[Location labeling records]
BEGIN

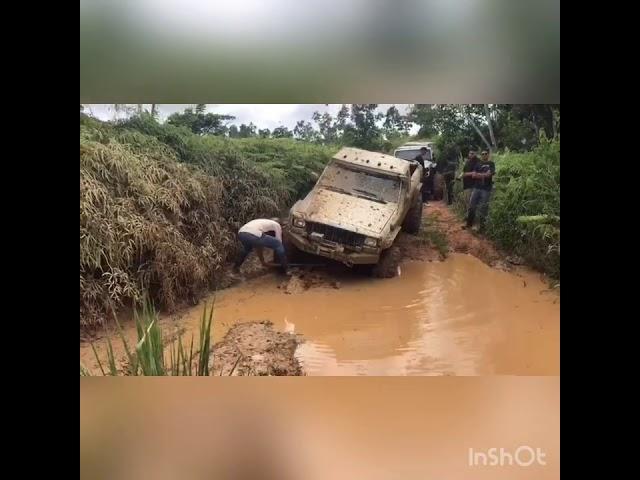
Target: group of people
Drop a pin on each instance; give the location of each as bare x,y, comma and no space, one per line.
477,183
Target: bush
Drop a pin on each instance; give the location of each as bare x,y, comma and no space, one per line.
159,206
524,216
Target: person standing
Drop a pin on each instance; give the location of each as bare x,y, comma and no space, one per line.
424,159
482,177
448,173
260,234
467,170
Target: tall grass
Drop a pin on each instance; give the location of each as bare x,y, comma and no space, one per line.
151,350
159,207
524,213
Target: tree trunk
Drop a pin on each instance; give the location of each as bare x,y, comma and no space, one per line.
493,138
475,127
554,122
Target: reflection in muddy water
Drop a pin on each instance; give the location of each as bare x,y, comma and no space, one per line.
457,317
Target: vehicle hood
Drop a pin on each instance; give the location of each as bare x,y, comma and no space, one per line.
341,210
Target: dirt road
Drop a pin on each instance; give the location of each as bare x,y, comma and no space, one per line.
471,313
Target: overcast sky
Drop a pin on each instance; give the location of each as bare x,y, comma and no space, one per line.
262,115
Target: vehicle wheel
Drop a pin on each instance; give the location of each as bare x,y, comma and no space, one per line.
294,255
438,187
387,266
413,219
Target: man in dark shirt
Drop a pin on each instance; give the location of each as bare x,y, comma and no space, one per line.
482,177
448,171
427,178
468,169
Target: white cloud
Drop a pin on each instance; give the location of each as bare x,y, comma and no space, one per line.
262,115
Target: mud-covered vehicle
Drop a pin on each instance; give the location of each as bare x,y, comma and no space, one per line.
358,206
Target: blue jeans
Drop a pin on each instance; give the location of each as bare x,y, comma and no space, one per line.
249,242
479,201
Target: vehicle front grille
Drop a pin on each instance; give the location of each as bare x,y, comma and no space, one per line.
337,235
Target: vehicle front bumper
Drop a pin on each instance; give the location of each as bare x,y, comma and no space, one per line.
334,251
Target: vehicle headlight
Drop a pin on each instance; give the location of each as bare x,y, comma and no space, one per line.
371,242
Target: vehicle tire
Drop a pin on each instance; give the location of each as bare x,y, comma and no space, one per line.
438,187
294,254
387,266
413,220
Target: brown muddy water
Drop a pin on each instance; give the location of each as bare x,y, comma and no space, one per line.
456,317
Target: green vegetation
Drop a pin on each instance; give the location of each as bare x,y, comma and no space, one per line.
160,202
524,216
159,206
151,349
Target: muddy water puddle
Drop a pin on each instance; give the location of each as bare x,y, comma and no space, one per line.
457,317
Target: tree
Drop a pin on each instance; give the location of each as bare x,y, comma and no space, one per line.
199,122
247,131
342,118
395,125
305,131
363,131
327,127
282,132
233,131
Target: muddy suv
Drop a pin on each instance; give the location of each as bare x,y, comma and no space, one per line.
357,208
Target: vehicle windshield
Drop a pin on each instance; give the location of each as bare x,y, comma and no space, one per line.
357,183
411,154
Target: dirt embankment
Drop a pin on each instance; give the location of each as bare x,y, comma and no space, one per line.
443,232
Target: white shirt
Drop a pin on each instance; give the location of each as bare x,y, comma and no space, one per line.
262,225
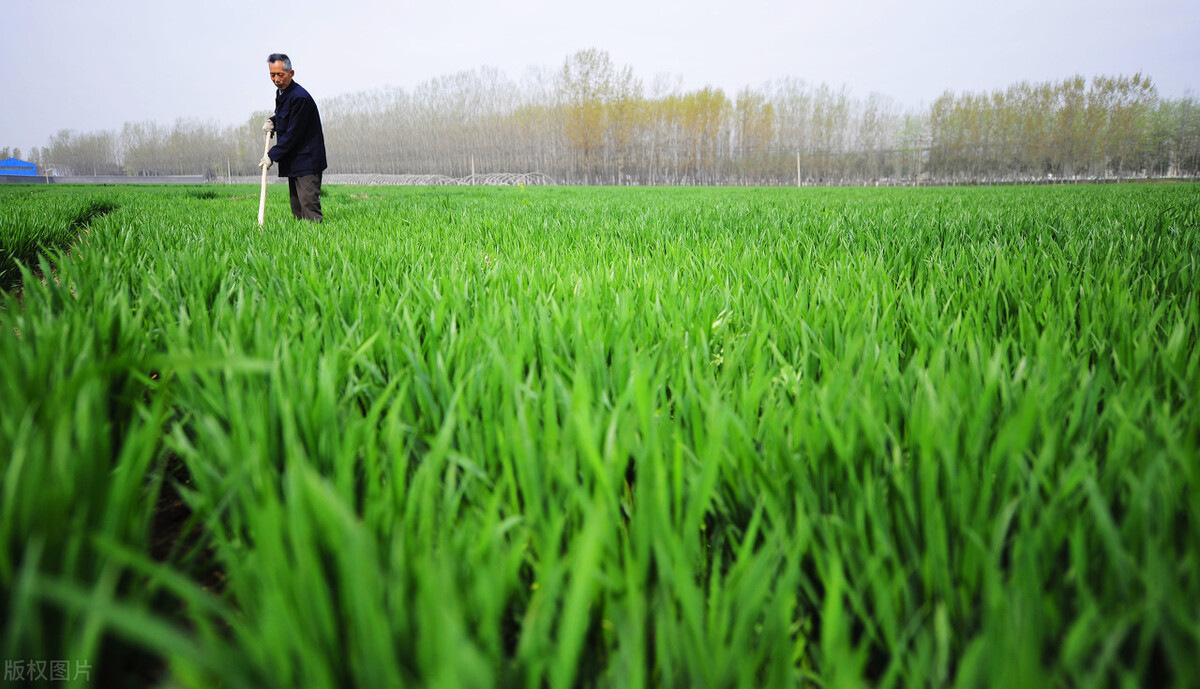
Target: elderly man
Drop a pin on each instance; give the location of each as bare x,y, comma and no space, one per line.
300,144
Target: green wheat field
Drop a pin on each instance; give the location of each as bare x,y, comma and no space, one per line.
603,437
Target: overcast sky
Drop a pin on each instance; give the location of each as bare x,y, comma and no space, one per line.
90,65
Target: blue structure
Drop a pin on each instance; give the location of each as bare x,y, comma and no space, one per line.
16,167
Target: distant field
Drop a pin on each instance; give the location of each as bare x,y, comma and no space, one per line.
615,437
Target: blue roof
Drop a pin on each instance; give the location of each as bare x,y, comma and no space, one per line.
13,166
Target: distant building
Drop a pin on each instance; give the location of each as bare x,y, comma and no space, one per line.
16,167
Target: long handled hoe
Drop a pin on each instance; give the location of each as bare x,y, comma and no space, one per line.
262,197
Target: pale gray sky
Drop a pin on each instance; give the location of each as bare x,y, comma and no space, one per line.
91,65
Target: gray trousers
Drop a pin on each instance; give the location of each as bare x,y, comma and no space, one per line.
305,195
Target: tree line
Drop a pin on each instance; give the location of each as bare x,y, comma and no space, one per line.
592,121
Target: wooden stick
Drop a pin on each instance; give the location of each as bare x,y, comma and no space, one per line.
262,197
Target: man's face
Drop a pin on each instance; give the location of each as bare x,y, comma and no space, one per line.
281,76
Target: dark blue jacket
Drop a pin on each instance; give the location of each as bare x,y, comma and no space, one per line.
299,142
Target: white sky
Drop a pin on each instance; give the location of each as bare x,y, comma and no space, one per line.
91,65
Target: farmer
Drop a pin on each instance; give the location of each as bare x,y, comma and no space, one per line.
299,143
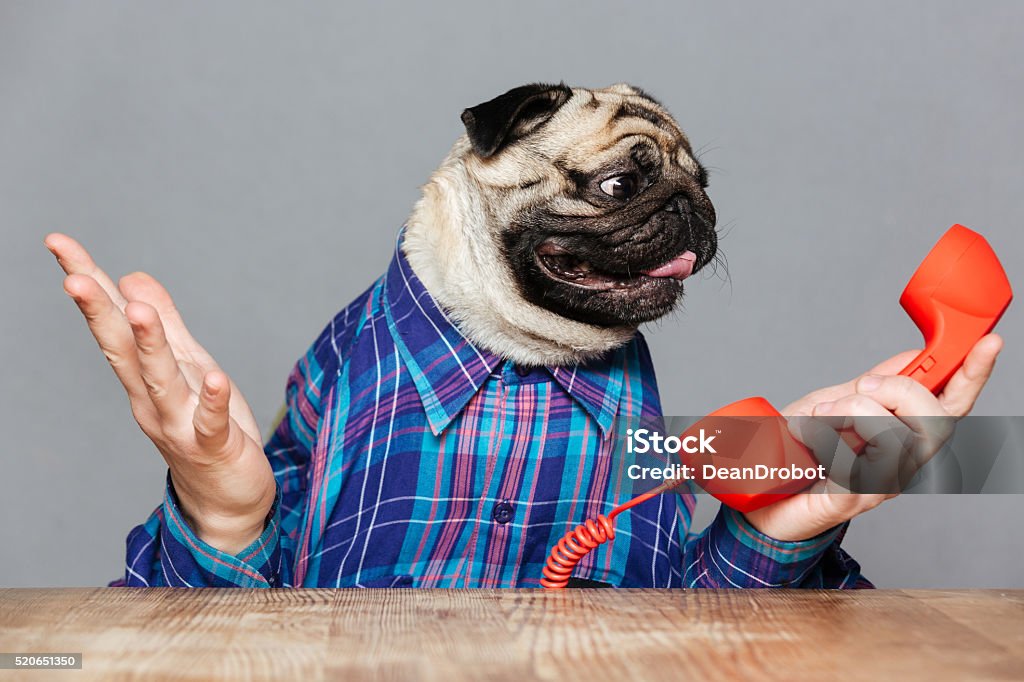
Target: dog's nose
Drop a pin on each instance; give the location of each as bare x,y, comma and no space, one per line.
678,204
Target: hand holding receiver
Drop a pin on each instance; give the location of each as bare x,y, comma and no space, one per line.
179,396
955,297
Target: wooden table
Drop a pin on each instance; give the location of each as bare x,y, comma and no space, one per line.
517,634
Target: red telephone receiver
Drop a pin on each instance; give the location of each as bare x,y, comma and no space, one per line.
956,296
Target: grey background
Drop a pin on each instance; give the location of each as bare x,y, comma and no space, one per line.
258,158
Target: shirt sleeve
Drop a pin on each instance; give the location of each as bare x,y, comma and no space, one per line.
731,553
165,551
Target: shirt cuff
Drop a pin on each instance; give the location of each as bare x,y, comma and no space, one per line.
256,565
744,557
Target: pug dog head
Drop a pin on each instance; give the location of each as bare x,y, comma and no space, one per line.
562,220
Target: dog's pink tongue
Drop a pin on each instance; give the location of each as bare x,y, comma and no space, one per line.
679,267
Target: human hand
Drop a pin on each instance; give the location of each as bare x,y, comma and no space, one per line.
872,407
180,397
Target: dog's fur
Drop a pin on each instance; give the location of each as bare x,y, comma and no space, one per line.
529,170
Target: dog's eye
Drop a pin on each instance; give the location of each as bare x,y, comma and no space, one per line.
621,186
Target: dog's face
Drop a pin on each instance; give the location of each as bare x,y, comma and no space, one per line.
596,200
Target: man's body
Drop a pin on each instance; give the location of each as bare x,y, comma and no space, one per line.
413,452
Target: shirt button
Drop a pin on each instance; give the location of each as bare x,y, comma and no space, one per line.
503,512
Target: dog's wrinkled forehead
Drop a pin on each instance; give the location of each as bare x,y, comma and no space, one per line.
574,128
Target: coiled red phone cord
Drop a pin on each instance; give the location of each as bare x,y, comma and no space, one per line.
582,540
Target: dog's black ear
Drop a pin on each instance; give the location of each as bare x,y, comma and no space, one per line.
513,115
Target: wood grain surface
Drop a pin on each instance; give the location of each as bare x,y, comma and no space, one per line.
452,635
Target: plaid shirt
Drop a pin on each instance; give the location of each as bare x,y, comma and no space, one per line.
409,456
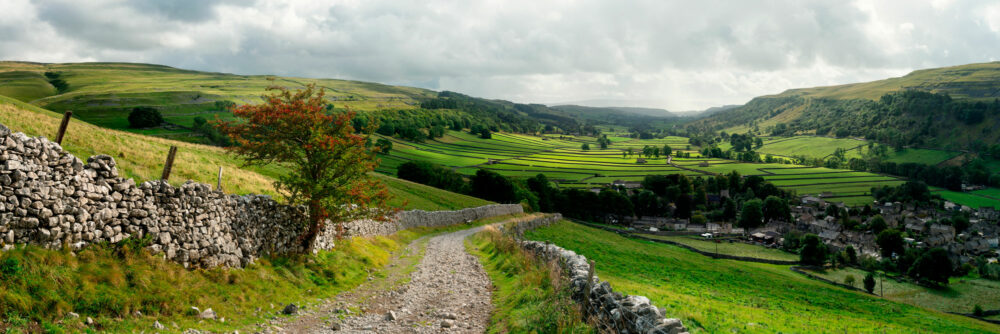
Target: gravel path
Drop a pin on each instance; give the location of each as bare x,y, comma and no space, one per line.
449,292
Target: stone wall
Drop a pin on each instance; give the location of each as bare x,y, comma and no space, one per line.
51,198
612,311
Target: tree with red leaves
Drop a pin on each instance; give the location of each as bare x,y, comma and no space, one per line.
327,162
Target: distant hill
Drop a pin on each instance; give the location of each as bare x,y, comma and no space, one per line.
973,81
706,112
104,93
655,112
644,118
950,108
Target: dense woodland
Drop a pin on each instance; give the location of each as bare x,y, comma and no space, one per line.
751,201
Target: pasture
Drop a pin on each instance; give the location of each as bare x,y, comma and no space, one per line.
814,147
726,247
561,159
715,296
141,158
104,93
960,296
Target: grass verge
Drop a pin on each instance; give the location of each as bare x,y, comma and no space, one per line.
530,295
124,288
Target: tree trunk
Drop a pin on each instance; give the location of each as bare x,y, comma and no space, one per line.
317,220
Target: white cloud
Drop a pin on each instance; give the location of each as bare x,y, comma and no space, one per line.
673,54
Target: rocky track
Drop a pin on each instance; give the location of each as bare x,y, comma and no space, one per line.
449,292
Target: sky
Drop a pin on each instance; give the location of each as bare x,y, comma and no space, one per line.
677,55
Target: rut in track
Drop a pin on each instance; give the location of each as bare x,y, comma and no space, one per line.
449,292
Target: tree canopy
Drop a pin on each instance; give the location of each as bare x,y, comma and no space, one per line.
326,159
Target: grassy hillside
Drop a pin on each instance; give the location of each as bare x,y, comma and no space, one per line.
104,93
715,296
25,85
141,158
565,163
972,81
951,108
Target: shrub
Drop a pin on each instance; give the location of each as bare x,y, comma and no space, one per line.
933,266
869,282
849,280
144,117
814,251
10,268
384,145
852,255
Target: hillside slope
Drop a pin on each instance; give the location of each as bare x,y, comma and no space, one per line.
141,158
948,108
973,81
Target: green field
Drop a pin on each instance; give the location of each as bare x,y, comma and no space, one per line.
140,158
715,296
561,159
810,147
729,248
973,200
960,296
814,147
104,93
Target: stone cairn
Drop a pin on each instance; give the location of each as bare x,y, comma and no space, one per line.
52,199
613,311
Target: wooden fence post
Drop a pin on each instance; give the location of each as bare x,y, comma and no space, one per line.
586,294
218,184
62,126
170,163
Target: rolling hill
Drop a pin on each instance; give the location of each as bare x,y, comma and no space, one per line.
948,108
104,93
141,157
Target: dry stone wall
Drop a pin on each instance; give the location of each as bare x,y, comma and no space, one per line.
50,198
613,312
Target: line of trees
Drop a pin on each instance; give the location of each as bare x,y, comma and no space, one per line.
752,202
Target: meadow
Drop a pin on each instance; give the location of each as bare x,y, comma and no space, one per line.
714,296
141,158
960,296
103,94
725,247
563,161
814,147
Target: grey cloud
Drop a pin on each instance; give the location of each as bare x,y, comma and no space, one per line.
686,55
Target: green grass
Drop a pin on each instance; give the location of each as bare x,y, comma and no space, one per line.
921,156
141,158
972,200
960,296
25,85
530,296
111,282
729,248
814,147
808,146
111,286
963,81
560,159
104,93
714,296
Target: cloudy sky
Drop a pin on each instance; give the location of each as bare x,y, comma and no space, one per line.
679,55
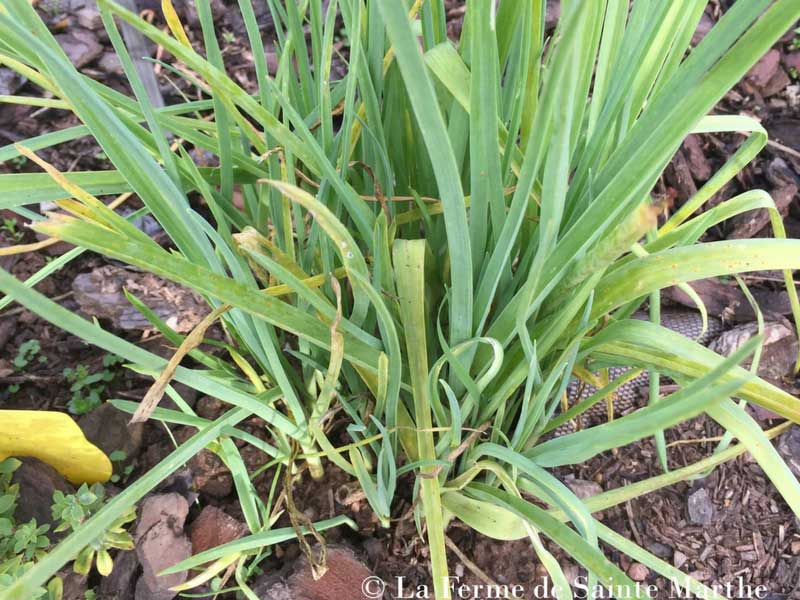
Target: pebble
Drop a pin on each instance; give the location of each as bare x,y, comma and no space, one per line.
700,508
638,572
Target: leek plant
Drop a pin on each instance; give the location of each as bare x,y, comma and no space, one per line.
432,246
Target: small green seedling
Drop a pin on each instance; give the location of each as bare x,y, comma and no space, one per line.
28,350
11,231
72,510
87,388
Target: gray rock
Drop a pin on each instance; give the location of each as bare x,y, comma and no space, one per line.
700,507
89,18
121,582
100,293
81,46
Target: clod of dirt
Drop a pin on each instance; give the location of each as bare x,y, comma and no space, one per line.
37,482
700,507
748,224
121,582
779,351
214,527
80,45
698,163
344,579
10,81
100,294
765,69
792,61
8,327
108,429
582,488
161,543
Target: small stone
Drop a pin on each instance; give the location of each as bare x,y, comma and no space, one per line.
789,448
110,63
638,572
10,81
209,473
706,24
214,527
80,45
108,428
583,488
343,579
700,508
792,61
765,69
161,543
660,550
89,18
37,482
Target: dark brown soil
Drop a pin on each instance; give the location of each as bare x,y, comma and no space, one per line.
752,537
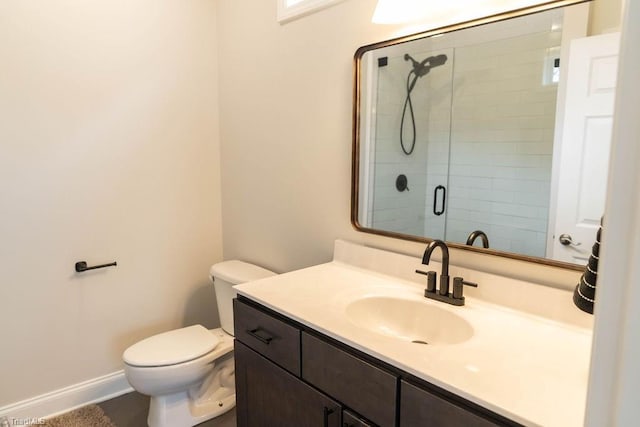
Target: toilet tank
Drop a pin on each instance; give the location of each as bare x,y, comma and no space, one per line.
225,275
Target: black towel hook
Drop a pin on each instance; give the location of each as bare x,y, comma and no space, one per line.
82,266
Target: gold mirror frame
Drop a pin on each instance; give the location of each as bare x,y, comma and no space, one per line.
355,154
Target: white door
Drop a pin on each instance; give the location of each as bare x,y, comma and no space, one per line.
586,141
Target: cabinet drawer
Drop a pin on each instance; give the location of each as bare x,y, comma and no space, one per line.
268,396
361,386
271,337
419,407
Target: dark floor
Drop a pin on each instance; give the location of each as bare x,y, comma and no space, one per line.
130,410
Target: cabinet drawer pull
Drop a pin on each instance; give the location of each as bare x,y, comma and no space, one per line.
260,335
327,412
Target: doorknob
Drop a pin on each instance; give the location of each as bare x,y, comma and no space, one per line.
566,240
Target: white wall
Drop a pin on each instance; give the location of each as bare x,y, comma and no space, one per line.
109,151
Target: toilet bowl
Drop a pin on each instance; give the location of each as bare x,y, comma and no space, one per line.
189,372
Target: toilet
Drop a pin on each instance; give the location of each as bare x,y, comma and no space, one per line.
189,372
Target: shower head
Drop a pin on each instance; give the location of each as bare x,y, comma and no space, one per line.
422,68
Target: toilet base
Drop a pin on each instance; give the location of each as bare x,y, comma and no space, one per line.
175,411
212,398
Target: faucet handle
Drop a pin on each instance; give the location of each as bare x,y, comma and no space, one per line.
458,282
431,280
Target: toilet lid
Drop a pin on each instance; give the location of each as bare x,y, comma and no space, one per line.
173,347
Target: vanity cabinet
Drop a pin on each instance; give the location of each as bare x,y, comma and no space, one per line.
267,395
290,375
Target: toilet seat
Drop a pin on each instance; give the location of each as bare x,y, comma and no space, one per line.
171,348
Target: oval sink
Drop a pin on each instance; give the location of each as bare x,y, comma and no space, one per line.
409,320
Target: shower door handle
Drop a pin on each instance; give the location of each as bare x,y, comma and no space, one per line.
440,189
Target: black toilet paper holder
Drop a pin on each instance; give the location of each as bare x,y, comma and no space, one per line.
82,266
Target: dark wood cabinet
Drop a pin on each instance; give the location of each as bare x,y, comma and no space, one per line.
269,396
367,389
349,419
290,375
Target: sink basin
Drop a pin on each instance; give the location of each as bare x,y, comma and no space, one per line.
409,320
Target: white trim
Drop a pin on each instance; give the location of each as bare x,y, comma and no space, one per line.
614,398
69,398
303,7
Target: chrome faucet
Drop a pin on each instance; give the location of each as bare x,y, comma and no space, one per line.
474,235
442,294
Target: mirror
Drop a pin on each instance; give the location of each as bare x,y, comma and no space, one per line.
459,130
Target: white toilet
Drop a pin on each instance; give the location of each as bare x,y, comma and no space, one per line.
189,372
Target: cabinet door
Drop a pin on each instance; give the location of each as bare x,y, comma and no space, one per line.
419,407
269,396
361,386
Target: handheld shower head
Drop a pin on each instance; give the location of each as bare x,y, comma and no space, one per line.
422,68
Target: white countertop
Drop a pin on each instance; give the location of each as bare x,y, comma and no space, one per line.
525,367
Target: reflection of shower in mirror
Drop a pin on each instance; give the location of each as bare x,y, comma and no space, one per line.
419,69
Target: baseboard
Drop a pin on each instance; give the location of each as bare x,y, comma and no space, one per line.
69,398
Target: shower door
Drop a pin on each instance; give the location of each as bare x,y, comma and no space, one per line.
410,142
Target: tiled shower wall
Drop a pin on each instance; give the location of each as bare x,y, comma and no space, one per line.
408,211
493,140
502,142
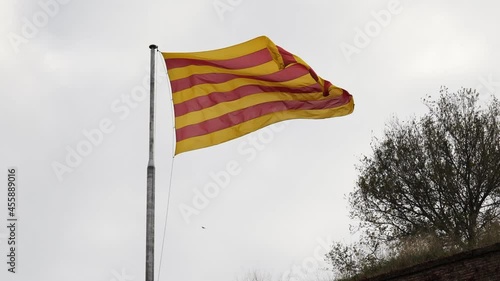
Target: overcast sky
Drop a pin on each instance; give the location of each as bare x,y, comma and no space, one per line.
74,121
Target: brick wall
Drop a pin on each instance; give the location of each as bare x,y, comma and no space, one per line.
477,265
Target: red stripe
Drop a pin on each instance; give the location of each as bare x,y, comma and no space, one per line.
245,61
288,58
289,73
240,116
214,98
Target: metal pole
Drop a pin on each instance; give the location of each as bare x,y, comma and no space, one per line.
150,214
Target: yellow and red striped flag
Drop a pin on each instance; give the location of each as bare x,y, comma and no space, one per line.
223,94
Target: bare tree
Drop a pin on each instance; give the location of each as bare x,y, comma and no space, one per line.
436,175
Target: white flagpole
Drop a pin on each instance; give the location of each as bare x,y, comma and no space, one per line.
150,214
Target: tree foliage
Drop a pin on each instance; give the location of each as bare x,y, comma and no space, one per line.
436,175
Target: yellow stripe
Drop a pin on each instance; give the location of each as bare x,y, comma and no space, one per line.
232,52
245,102
257,123
183,72
205,89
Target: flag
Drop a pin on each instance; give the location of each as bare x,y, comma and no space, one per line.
223,94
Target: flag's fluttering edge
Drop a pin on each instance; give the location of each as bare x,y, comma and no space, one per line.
223,94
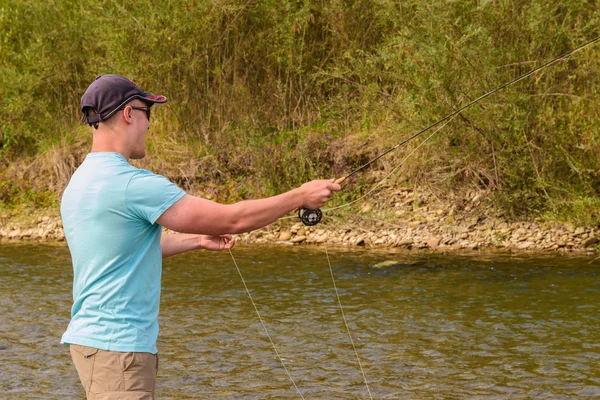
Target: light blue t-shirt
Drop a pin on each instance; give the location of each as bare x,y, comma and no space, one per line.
109,210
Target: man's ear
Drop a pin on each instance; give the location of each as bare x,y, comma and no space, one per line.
127,114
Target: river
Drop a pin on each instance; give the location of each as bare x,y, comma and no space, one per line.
431,326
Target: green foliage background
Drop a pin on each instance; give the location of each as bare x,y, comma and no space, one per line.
265,95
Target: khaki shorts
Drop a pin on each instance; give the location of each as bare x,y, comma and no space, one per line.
112,375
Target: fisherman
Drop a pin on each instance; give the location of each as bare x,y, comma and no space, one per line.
113,214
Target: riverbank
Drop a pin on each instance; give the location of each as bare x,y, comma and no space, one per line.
400,217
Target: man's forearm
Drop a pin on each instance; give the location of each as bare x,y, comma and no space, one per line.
172,244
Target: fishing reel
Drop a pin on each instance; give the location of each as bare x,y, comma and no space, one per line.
310,217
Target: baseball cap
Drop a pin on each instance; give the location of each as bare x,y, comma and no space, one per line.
109,93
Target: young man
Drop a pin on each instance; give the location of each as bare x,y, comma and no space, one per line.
113,214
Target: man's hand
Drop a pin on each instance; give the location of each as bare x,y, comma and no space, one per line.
216,243
318,192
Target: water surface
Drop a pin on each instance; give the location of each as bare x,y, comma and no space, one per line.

END

Work to complete
Copy word for word the lines of the entries from the one containing "Target: baseball cap" through the final line of the entries, including both.

Solved problem
Target: baseball cap
Drop a pin on each instance; give the location of each as bare x,y, comma and no space, one per line.
109,93
Target: young man
Drop a pin on each instance; give the location of each as bare x,y, comma and no space, one per line.
113,214
Target: man's hand
Drop a pin on each instance; give the location of each as bare x,y, comma and no space, one per line.
216,243
318,192
Target: water surface
Drop a pin on each instance; give the location of each as bare x,y, comma and no space, one per line.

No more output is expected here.